Image annotation data:
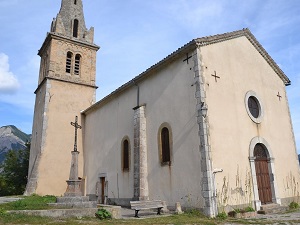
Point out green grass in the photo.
[0,195,56,211]
[0,195,300,225]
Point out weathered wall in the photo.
[26,34,98,196]
[201,37,300,208]
[84,56,202,207]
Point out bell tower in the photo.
[25,0,99,196]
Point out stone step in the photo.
[257,203,289,214]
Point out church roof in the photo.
[82,28,291,114]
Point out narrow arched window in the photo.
[74,54,81,75]
[122,139,130,171]
[161,127,171,163]
[73,19,79,37]
[66,52,73,73]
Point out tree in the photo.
[0,143,30,196]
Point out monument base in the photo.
[64,180,82,197]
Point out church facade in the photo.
[26,0,299,217]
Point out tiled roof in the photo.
[82,28,291,114]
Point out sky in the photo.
[0,0,300,153]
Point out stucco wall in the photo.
[36,80,94,196]
[84,55,202,207]
[201,37,299,205]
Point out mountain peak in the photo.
[0,125,31,163]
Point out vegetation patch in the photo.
[289,202,299,209]
[95,208,112,220]
[0,195,56,212]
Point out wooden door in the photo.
[254,146,272,204]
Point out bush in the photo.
[244,206,255,212]
[217,212,227,220]
[289,201,299,209]
[95,208,111,220]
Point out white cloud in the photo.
[0,53,20,94]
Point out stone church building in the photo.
[25,0,300,216]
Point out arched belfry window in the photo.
[73,19,79,37]
[74,54,81,75]
[122,138,130,171]
[254,144,268,159]
[66,52,73,73]
[158,123,173,165]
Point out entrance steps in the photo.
[257,203,289,214]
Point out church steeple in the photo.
[26,0,99,196]
[51,0,94,43]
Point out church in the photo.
[25,0,300,217]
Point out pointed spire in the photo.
[51,0,94,43]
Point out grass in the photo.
[0,195,300,225]
[0,195,56,211]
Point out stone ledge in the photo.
[8,208,98,218]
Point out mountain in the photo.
[0,125,31,163]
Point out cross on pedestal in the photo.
[277,91,282,101]
[183,53,192,64]
[71,116,81,152]
[212,71,221,82]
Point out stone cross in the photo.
[71,116,81,152]
[277,91,282,101]
[212,71,221,82]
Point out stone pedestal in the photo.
[175,202,183,214]
[133,105,149,200]
[49,151,97,208]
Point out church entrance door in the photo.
[100,177,105,204]
[254,144,272,204]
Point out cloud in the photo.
[0,53,20,94]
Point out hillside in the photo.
[0,125,31,163]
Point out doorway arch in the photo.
[249,137,281,210]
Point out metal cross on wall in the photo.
[212,71,221,82]
[277,91,282,101]
[71,116,81,152]
[183,53,192,64]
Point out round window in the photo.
[245,91,263,123]
[248,96,260,118]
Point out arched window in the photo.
[161,127,171,163]
[73,19,79,37]
[66,52,73,73]
[122,139,130,171]
[254,144,268,159]
[248,96,259,118]
[74,54,81,75]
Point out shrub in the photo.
[217,212,227,220]
[244,206,255,212]
[95,208,111,220]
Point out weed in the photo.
[217,212,227,220]
[289,202,299,209]
[95,208,111,220]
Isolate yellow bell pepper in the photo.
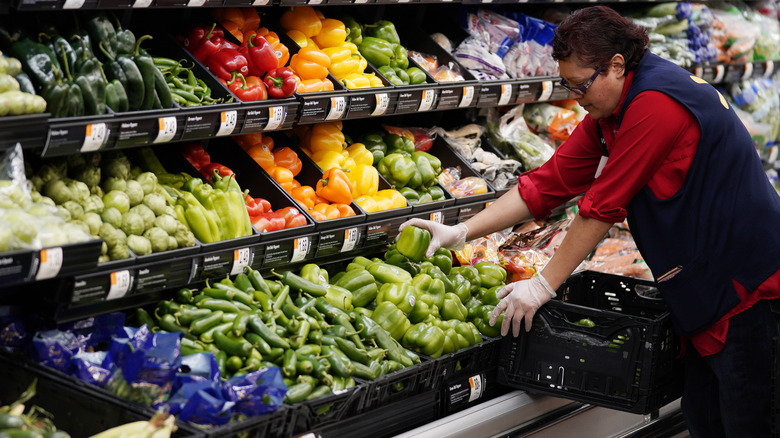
[346,143,374,166]
[308,122,346,154]
[347,163,379,197]
[311,151,347,170]
[340,73,371,90]
[279,5,322,38]
[312,18,347,48]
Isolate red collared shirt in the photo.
[518,72,780,356]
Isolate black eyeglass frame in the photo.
[559,65,606,96]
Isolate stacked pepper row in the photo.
[136,265,420,403]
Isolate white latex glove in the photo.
[398,218,469,257]
[489,274,555,337]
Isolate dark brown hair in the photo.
[552,6,649,70]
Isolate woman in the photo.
[402,6,780,438]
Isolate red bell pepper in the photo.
[263,67,298,99]
[251,212,285,233]
[181,143,211,171]
[206,49,249,81]
[200,162,234,182]
[184,23,224,62]
[228,74,268,102]
[238,35,279,76]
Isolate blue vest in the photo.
[618,52,780,335]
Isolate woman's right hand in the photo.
[398,218,469,257]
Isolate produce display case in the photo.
[498,271,683,414]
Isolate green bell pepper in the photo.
[371,301,412,341]
[474,262,506,289]
[412,274,445,308]
[384,134,414,155]
[450,265,482,295]
[366,261,412,284]
[376,283,417,315]
[406,67,428,84]
[358,36,395,67]
[439,292,468,321]
[395,225,431,262]
[363,20,401,44]
[401,322,445,358]
[336,269,379,307]
[377,153,420,189]
[360,131,387,166]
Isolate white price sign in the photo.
[290,237,311,263]
[106,270,133,300]
[538,81,553,100]
[62,0,84,9]
[371,93,390,116]
[217,110,238,137]
[418,90,436,111]
[81,123,109,152]
[341,228,358,252]
[325,96,347,120]
[265,106,287,131]
[498,84,512,105]
[458,86,474,107]
[152,117,177,143]
[35,247,62,280]
[230,248,252,275]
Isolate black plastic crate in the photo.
[498,271,683,414]
[358,358,438,413]
[0,353,201,437]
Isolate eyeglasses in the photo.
[560,65,606,96]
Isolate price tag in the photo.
[498,84,512,105]
[325,96,347,120]
[62,0,84,9]
[341,228,360,252]
[217,110,238,136]
[712,64,728,83]
[371,93,390,116]
[152,117,176,143]
[764,61,775,78]
[290,237,311,263]
[265,106,287,131]
[35,248,62,280]
[230,248,252,275]
[744,62,753,82]
[539,81,553,100]
[458,86,474,108]
[106,270,133,300]
[419,90,436,111]
[81,123,108,152]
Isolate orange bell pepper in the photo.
[290,186,317,210]
[312,18,347,49]
[312,203,341,220]
[274,147,303,176]
[279,5,322,38]
[316,167,352,204]
[290,46,330,80]
[246,145,276,173]
[270,166,293,193]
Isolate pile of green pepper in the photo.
[349,20,427,85]
[3,14,173,117]
[360,130,445,205]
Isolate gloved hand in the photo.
[398,218,469,257]
[489,274,555,337]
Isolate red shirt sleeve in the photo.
[518,91,700,222]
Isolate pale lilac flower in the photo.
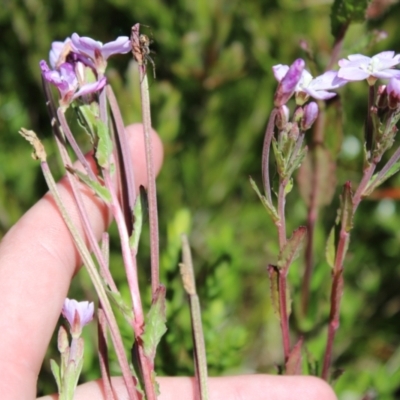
[40,60,107,107]
[301,101,318,131]
[61,298,94,330]
[386,78,400,109]
[49,38,72,68]
[272,58,305,107]
[338,51,400,84]
[71,33,132,74]
[272,64,347,104]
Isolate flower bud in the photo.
[275,105,289,130]
[386,78,400,109]
[274,58,305,107]
[301,101,318,131]
[376,85,387,109]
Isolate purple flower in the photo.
[61,298,94,336]
[301,101,318,131]
[40,60,107,107]
[71,33,132,75]
[338,51,400,84]
[272,58,305,107]
[49,38,72,68]
[272,64,347,104]
[386,78,400,109]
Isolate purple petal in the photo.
[272,64,289,82]
[308,71,348,90]
[372,69,400,79]
[71,33,103,60]
[338,67,370,81]
[101,36,132,60]
[72,76,107,100]
[61,298,94,327]
[304,88,336,100]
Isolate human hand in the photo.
[0,125,336,400]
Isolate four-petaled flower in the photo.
[71,33,132,76]
[386,78,400,109]
[61,298,94,336]
[272,64,347,104]
[338,51,400,85]
[40,60,107,107]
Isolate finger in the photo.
[0,124,162,399]
[40,375,337,400]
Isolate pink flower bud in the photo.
[274,58,305,107]
[386,78,400,109]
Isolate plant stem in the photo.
[261,108,278,204]
[41,160,139,400]
[103,170,144,332]
[139,69,160,297]
[106,85,136,234]
[179,235,209,400]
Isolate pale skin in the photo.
[0,125,336,400]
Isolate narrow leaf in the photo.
[285,337,303,375]
[50,359,61,393]
[363,160,400,197]
[272,138,286,177]
[142,286,167,361]
[249,177,279,222]
[278,226,307,270]
[129,195,143,253]
[96,119,113,168]
[341,182,353,232]
[325,226,336,268]
[66,166,111,204]
[267,264,281,321]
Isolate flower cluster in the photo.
[40,33,131,109]
[272,51,400,107]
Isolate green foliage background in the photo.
[0,0,400,400]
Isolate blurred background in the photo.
[0,0,400,400]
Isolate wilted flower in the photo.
[386,78,400,109]
[61,298,94,336]
[272,64,347,104]
[338,51,400,85]
[71,33,132,75]
[272,58,305,107]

EXERCISE OBJECTIVE: Leave out the pictures, and extract exactly the lines from the one with "Isolate pile of green pepper in the photo." through the end of the records, both ends included.

CORRECT ANSWER:
Isolate pile of green pepper in the photo.
[349,20,427,85]
[3,14,173,117]
[360,130,445,205]
Isolate gloved hand in the photo.
[398,218,469,257]
[489,274,555,337]
Isolate red shirt sleeve in the photo.
[518,91,700,222]
Isolate pale lilac flower in the photo.
[40,60,107,107]
[301,101,318,131]
[61,298,94,330]
[386,78,400,109]
[49,38,72,68]
[272,58,305,107]
[338,51,400,84]
[71,33,132,74]
[272,64,347,104]
Isolate flower bud in the photo.
[275,105,289,130]
[386,78,400,109]
[274,58,305,107]
[301,101,318,131]
[376,85,387,109]
Isolate purple flower in the photo.
[61,298,94,336]
[301,101,318,131]
[40,60,107,107]
[71,33,132,75]
[338,51,400,84]
[272,58,305,107]
[49,38,72,68]
[272,64,347,104]
[386,78,400,109]
Isolate purple petal in the photo.
[272,64,289,82]
[308,71,348,90]
[372,69,400,79]
[71,33,103,60]
[338,67,370,81]
[101,36,132,60]
[72,76,107,100]
[61,298,94,327]
[304,88,336,100]
Isolate human hand in the photo.
[0,125,336,400]
Isolate four-petaled flower in the photo.
[71,33,132,76]
[386,78,400,109]
[61,298,94,336]
[272,64,347,104]
[338,51,400,85]
[40,60,107,107]
Isolate finger in the photo.
[0,124,162,399]
[40,375,337,400]
Isolate pink flower bud in the photo.
[274,58,305,107]
[386,78,400,109]
Isolate plant stem in the photo.
[261,108,278,204]
[41,160,139,400]
[103,170,144,332]
[139,69,160,297]
[106,85,136,234]
[179,235,209,400]
Isolate pale skin in the photo.
[0,125,336,400]
Isolate narrow leaf in the photo.
[285,337,303,375]
[50,359,61,393]
[363,160,400,197]
[272,138,286,177]
[142,286,167,361]
[249,177,279,222]
[278,226,307,270]
[129,195,143,253]
[96,119,113,168]
[341,182,353,232]
[325,226,336,268]
[66,166,111,204]
[267,264,281,321]
Isolate flower cluster in the photo.
[40,33,131,109]
[272,51,400,107]
Isolate green foliage background in the photo.
[0,0,400,400]
Isolate blurred background in the photo.
[0,0,400,400]
Isolate wilted flower in the photo.
[386,78,400,109]
[61,298,94,336]
[272,64,347,104]
[338,51,400,85]
[71,33,132,75]
[272,58,305,107]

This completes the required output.